_Stated task_:
Pull out every line in the records below that contains the string "leather". Case counts, so a line matches only if the capitalization is the same.

━━ Supplied material

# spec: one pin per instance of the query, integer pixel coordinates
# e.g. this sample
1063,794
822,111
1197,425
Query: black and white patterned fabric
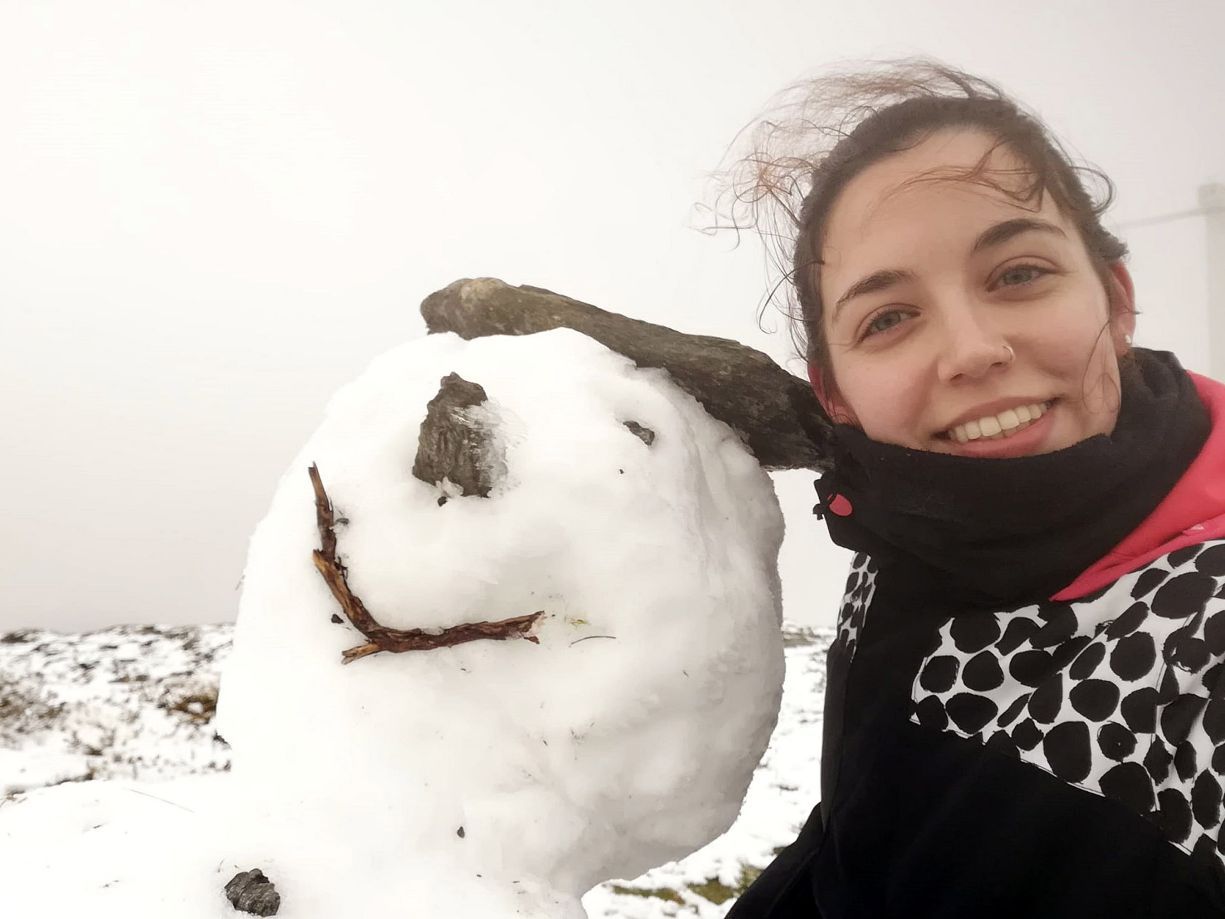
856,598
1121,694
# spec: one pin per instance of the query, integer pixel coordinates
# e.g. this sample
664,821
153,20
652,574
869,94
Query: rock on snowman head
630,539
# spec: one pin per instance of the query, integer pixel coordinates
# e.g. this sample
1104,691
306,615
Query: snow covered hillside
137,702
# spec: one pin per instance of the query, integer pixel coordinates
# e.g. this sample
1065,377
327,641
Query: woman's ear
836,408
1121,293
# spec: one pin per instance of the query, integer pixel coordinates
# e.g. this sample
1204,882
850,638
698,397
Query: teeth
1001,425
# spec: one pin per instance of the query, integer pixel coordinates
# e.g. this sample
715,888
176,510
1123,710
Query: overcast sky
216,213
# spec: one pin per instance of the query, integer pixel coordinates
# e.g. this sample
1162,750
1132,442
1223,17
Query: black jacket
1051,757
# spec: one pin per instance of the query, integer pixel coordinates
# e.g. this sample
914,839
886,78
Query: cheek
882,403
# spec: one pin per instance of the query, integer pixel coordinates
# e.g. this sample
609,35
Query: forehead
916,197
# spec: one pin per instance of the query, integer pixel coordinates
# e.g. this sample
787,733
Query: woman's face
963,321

━━━━
━━ Supplied material

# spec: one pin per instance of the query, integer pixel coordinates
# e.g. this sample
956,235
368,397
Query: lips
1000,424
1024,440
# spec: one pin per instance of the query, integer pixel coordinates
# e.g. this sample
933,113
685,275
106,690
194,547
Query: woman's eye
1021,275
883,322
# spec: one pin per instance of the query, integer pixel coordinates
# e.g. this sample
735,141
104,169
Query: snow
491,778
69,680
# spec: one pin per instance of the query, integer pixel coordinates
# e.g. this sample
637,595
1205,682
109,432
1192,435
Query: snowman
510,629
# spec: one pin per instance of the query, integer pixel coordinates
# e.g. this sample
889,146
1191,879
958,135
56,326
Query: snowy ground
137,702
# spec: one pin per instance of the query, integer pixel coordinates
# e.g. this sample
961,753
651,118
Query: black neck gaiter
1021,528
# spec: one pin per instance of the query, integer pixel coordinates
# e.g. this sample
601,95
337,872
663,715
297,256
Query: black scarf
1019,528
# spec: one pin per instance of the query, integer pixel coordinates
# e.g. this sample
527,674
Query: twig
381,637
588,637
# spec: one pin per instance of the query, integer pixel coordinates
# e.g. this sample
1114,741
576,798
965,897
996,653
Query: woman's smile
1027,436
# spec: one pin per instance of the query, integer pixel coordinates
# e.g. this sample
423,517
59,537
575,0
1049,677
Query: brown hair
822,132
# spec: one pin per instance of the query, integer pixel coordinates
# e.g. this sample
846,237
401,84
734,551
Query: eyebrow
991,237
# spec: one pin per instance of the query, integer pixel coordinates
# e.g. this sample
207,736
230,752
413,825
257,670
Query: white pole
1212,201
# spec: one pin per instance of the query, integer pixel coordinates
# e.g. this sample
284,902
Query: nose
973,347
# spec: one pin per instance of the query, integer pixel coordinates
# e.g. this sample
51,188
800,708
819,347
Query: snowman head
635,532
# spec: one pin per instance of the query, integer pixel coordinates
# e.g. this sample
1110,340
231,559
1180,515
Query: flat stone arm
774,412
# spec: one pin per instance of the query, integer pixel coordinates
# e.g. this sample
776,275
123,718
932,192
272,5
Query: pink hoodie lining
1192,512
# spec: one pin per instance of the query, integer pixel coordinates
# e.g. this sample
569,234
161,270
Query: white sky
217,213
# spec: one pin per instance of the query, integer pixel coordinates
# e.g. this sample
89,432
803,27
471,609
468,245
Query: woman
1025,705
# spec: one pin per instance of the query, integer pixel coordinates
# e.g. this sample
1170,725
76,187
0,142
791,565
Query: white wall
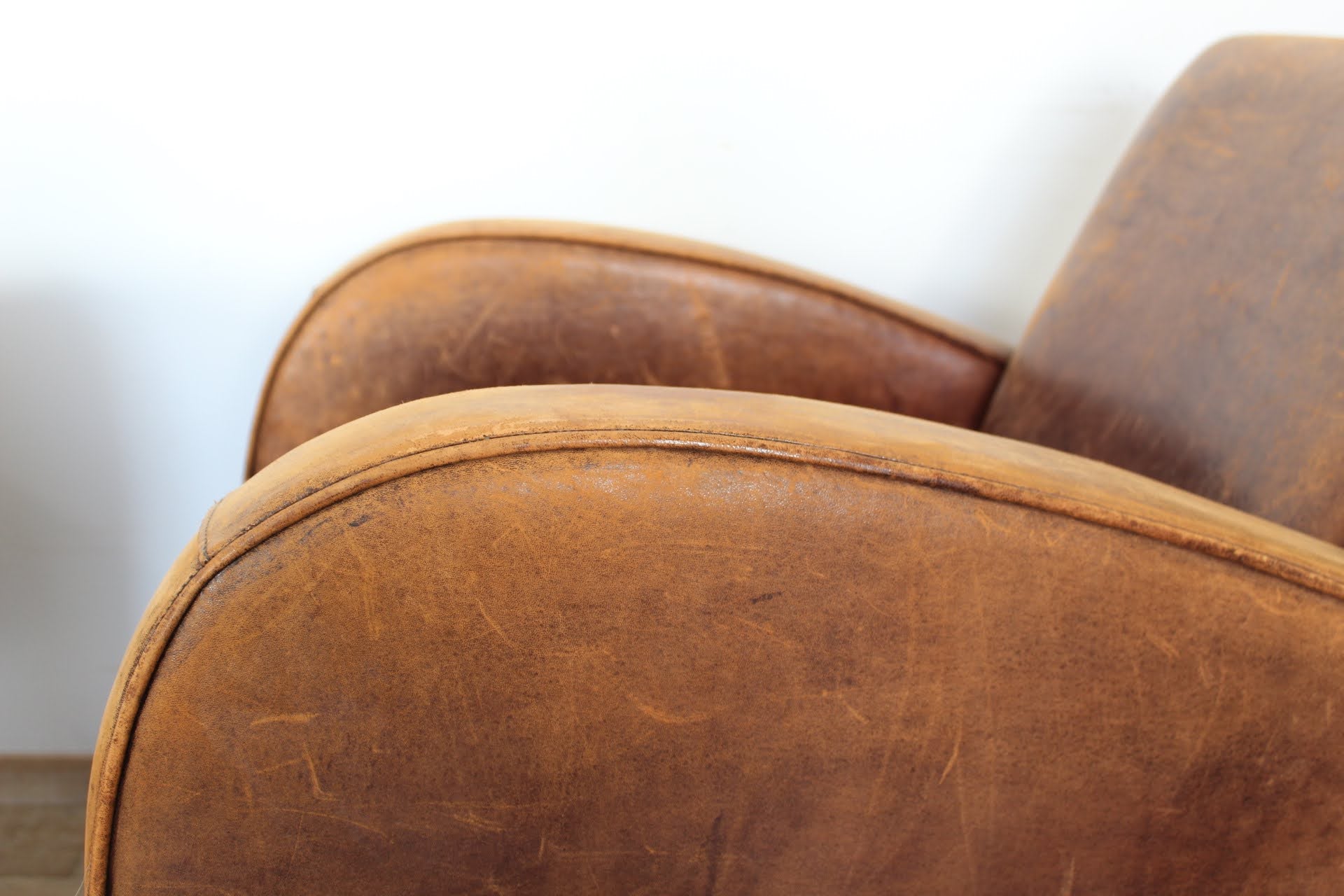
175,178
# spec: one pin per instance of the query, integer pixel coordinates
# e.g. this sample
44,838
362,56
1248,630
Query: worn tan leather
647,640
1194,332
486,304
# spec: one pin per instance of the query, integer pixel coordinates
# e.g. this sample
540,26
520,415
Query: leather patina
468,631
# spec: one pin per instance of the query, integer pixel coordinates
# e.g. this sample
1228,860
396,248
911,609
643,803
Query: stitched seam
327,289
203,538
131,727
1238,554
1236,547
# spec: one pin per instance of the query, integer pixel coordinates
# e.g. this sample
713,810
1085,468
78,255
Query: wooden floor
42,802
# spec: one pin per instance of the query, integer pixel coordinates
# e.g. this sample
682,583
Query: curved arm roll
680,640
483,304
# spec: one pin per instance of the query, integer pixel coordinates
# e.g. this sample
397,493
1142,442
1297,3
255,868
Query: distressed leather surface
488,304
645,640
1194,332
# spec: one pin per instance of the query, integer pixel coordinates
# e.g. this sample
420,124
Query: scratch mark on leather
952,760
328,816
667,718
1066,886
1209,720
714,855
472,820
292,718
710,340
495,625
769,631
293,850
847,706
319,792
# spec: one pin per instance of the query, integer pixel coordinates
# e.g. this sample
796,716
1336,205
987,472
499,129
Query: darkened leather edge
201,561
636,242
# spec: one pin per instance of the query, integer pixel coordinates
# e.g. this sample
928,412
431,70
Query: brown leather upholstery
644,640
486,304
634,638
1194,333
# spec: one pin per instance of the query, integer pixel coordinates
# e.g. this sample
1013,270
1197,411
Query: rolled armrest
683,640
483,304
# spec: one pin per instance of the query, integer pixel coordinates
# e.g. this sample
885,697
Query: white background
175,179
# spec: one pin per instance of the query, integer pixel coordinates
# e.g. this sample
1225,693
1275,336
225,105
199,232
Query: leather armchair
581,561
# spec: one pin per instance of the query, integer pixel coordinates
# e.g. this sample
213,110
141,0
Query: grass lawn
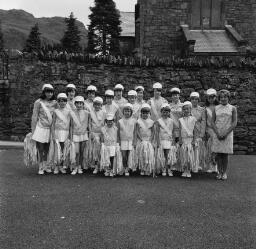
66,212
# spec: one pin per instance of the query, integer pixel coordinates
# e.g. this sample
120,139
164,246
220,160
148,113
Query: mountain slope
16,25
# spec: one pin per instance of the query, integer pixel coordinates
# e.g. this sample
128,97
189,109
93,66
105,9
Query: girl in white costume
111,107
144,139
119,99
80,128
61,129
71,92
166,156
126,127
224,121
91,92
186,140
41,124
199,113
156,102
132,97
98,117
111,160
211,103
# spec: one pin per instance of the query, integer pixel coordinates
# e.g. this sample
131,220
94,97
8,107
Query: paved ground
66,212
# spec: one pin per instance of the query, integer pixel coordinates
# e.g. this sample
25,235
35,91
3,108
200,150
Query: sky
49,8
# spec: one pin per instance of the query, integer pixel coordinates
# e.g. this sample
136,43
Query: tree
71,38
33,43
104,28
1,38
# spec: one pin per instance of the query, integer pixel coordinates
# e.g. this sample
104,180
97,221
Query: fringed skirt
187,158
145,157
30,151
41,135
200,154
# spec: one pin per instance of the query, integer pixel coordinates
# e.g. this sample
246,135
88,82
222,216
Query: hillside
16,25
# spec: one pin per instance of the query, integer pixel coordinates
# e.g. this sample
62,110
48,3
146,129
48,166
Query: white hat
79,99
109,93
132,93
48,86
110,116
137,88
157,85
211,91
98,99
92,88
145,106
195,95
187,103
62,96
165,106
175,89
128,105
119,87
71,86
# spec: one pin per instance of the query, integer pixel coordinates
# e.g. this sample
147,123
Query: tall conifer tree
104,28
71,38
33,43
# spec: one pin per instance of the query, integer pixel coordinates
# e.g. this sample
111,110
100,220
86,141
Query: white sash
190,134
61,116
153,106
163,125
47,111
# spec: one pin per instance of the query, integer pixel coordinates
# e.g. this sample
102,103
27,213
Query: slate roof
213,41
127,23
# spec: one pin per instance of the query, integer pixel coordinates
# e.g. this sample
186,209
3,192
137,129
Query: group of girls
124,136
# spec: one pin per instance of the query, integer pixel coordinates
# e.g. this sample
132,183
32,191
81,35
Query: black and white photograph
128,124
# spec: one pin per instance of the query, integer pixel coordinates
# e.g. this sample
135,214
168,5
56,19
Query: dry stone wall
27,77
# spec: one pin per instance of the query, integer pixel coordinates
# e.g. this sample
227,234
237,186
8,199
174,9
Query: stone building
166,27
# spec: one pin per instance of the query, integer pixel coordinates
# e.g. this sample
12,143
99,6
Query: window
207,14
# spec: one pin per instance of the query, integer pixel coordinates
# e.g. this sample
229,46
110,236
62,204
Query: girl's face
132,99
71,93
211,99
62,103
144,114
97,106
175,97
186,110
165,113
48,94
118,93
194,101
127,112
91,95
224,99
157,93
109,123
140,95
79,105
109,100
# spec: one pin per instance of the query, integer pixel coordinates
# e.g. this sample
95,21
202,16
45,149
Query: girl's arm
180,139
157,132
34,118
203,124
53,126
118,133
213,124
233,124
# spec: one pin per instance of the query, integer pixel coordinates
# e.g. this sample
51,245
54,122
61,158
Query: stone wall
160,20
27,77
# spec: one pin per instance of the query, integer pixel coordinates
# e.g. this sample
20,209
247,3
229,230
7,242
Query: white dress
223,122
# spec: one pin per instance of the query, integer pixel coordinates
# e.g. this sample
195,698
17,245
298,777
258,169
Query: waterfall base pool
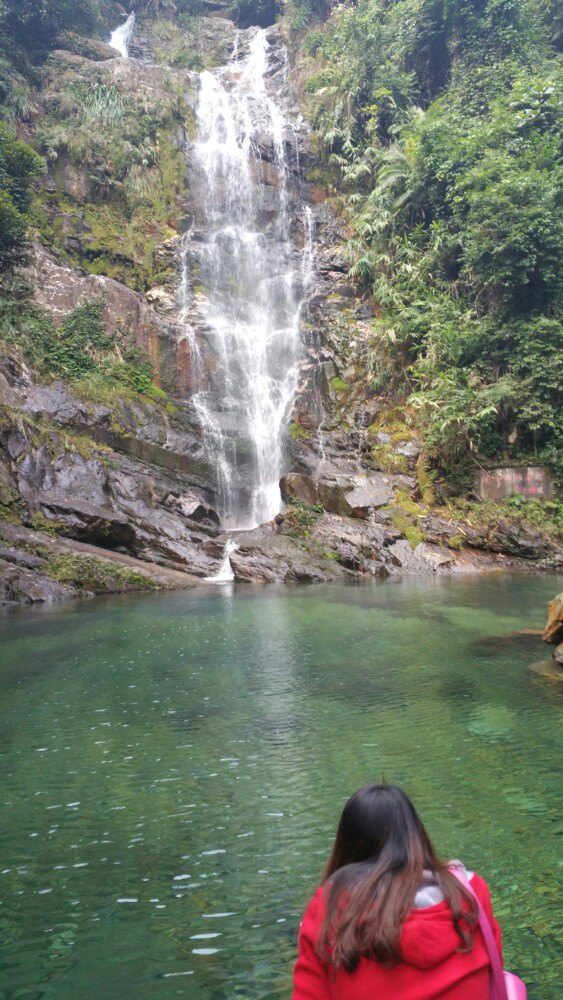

━━━━

_Solution for this problem_:
Query: worn tan leather
Query: leather patina
Query: distressed leather surface
Query: scratch mark on leather
Query: darkened leather edge
Query: brown leather upholstery
Query: leather armchair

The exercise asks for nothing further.